begin PROVIDED TEXT

|Painting by Elisabeth Slettnes|
I am a Witch. To be more specific, I am a Feminist Goddess-oriented Witch, which to me means that my feminism is combined with my spirituality, and my spirituality is part of my feminism.
I did not always identify myself as such. I was born and raised a Catholic. I was baptized, had my first communion and my confirmation. I played my guitar and sang at Folk Masses, for any of you who remember what those were. I taught Sunday School once for a year when the church was having trouble finding teachers. I was probably about 15.
I began to have my first feminist leanings at that age. I was at Mass with a couple of friends. The altar boys had not shown up. The priest (our “progressive” priest) picked me and my friend to be altar girls, since he knew we knew what to do. Remember, this was back in the 1970’s and it was a huge deal to have women, albeit young women, serving on the altar. When the service was over, we were called in to see the monsignor of the church. He was a big man, big of height and big of breadth. At the time, I didn’t realize it as I do now, but he used his size to intimidate, and intimidate he did. How dare we, females, dare to serve the lord. He yelled at us and dismissed us. I could, and can, only imagine what he said to the other priest. Not that it mattered because our progressive priest was gone within a week. This stayed with me. This incident made me realize that the Catholic church did not want me, a female; it also was the birth of a feminist.
Since the Goddess works in mysterious ways, it was around this same time that a book fell into my hands - how or by who I have no recollection. It was called “Diary of a Witch” by Sybil Leek. I was called by the Goddess; it just took me years to realize it that this was my sole path. In hindsight, I think I was a daughter of the Goddess before I was even born.
I was further introduced to what is now called “male privilege” at the age of 16, when I was sexually molested by an older male cousin. Then at 17, I was pulled into a car and driven to an isolated area where some man attempted to rape me. I say attempted because I was fortunate to get away when so many of us are unable to do so for a myriad of reasons. To this day, and I’m in my 50’s now, I still somehow believe that both of these incidents were my fault. Intellectually, I know better; they were and are the sole responsibility of the men involved. But that is how pervasive, how insidious our society and culture is with what it teaches women.

end PROVIDED TEXT
begin DATA SHOWN

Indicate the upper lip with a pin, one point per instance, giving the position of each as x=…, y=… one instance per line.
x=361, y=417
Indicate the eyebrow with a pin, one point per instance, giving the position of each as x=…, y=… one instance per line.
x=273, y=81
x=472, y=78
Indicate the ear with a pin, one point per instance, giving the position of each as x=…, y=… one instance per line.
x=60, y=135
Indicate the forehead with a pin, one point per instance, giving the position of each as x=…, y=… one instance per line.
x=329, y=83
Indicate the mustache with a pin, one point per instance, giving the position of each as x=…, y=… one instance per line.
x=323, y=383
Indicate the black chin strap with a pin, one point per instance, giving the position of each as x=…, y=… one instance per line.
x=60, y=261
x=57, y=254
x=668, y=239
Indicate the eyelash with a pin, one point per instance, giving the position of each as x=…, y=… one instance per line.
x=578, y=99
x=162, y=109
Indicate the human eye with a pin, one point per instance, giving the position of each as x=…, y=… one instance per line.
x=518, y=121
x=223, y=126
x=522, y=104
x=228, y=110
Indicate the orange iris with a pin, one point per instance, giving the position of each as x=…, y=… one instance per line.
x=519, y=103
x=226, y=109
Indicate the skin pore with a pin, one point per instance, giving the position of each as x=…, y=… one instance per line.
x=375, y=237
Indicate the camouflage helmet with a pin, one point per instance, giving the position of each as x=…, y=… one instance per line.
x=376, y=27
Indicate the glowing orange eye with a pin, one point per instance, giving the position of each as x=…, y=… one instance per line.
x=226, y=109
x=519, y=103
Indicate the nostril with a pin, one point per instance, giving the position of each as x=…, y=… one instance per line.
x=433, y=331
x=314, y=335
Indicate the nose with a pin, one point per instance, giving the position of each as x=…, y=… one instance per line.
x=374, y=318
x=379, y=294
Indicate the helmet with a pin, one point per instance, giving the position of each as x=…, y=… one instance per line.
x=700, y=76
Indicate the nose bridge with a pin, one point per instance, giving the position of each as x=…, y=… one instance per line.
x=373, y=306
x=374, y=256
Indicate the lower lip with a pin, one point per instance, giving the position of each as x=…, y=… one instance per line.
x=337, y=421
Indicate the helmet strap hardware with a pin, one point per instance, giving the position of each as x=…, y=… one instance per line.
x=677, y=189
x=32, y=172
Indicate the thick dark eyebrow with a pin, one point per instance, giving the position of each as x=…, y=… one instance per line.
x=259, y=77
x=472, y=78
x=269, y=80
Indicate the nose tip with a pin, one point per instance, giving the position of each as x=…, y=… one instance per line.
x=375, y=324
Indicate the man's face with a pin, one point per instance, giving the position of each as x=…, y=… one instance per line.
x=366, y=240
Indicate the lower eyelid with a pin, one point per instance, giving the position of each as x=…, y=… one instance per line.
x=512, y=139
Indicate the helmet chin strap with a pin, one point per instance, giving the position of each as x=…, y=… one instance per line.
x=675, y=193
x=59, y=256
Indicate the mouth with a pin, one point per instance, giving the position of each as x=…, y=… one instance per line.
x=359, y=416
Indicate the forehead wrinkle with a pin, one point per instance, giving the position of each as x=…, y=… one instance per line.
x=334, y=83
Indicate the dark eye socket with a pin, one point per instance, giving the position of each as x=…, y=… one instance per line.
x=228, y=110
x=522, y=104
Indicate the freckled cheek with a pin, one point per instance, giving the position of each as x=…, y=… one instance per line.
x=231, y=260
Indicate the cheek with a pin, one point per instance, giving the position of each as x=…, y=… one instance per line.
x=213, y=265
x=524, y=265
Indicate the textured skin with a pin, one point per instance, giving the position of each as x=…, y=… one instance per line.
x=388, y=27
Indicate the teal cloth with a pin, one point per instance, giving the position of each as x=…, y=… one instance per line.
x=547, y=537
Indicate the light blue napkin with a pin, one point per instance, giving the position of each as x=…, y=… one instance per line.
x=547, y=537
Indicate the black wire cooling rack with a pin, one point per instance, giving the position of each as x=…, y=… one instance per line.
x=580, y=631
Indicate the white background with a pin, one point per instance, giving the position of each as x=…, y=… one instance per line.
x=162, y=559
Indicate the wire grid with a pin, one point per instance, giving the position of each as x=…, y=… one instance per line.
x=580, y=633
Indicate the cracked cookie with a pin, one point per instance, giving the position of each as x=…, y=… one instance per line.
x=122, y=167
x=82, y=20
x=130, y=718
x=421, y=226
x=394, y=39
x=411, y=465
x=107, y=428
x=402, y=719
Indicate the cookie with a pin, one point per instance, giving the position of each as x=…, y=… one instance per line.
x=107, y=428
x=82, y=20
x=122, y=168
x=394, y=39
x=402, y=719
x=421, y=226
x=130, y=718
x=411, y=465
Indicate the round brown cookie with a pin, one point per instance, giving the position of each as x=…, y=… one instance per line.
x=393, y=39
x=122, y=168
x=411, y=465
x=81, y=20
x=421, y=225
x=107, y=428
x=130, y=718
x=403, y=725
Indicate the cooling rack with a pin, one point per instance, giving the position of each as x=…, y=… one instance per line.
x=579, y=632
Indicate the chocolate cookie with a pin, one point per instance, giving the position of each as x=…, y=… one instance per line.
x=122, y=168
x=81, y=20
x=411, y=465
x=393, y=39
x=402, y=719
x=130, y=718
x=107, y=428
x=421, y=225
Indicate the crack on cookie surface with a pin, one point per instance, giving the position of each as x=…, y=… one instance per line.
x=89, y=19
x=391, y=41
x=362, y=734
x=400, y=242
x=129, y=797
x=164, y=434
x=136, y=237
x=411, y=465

end DATA SHOWN

◆ **TO BE DONE**:
- 1) In the records, change "pin" to "marker" in the lines starting at the one containing "Indicate the nose with" and ending at the one containing "x=700, y=76", keeping everything else the same. Return only those lines.
- 2) Continue the essay about becoming a feminist Witch from the point where it stops.
The text and the records have nothing to do with each other.

◆ **ANSWERS TO THE EXERCISES**:
- 1)
Indicate the nose with a marker, one point per instance, giving the position of each as x=…, y=… one instance per line.
x=374, y=318
x=379, y=294
Indicate the helmet with a marker, one point per instance, giving the position of each as x=…, y=… one instance per line.
x=700, y=76

- 2)
I came of age at the tale end of the hippie era and the re-birth of women’s lib. I longed to be just a couple of years older, but I learned enough. The feminism and the Goddess started to, very slowly, come together for me. I very easily called myself a feminist in my late teens and early 20’s. It was still another 10 years for me to 100% admit to myself that I belonged to the Goddess. I had started to study Wicca after the Sybil Leek book, and I never stopped, to this day. It took me awhile to fully commit myself as Catholic teachings run deep.
My Wicca studies began with very traditional Wicca; Goddess and consort God. However, It did not take me long to begin to work solely with the Goddess. It was, and is, the Goddess that makes me feel fulfilled.
As I was beginning to fully embrace the Goddess in my life, I was ever conscious of the role women played, or did not play, in society. I called myself a feminist, but in the world, it seemed that women were doing, if not great, better. We had birth control, we had the ability tochoose what was right for us and our own bodies. While we did not get equal pay, we were making inroads in fields that had been denied us for so long. My own personal choice was to stay home and raise my children, but I loved the fact that other women had these opportunities to do more, if they choose to.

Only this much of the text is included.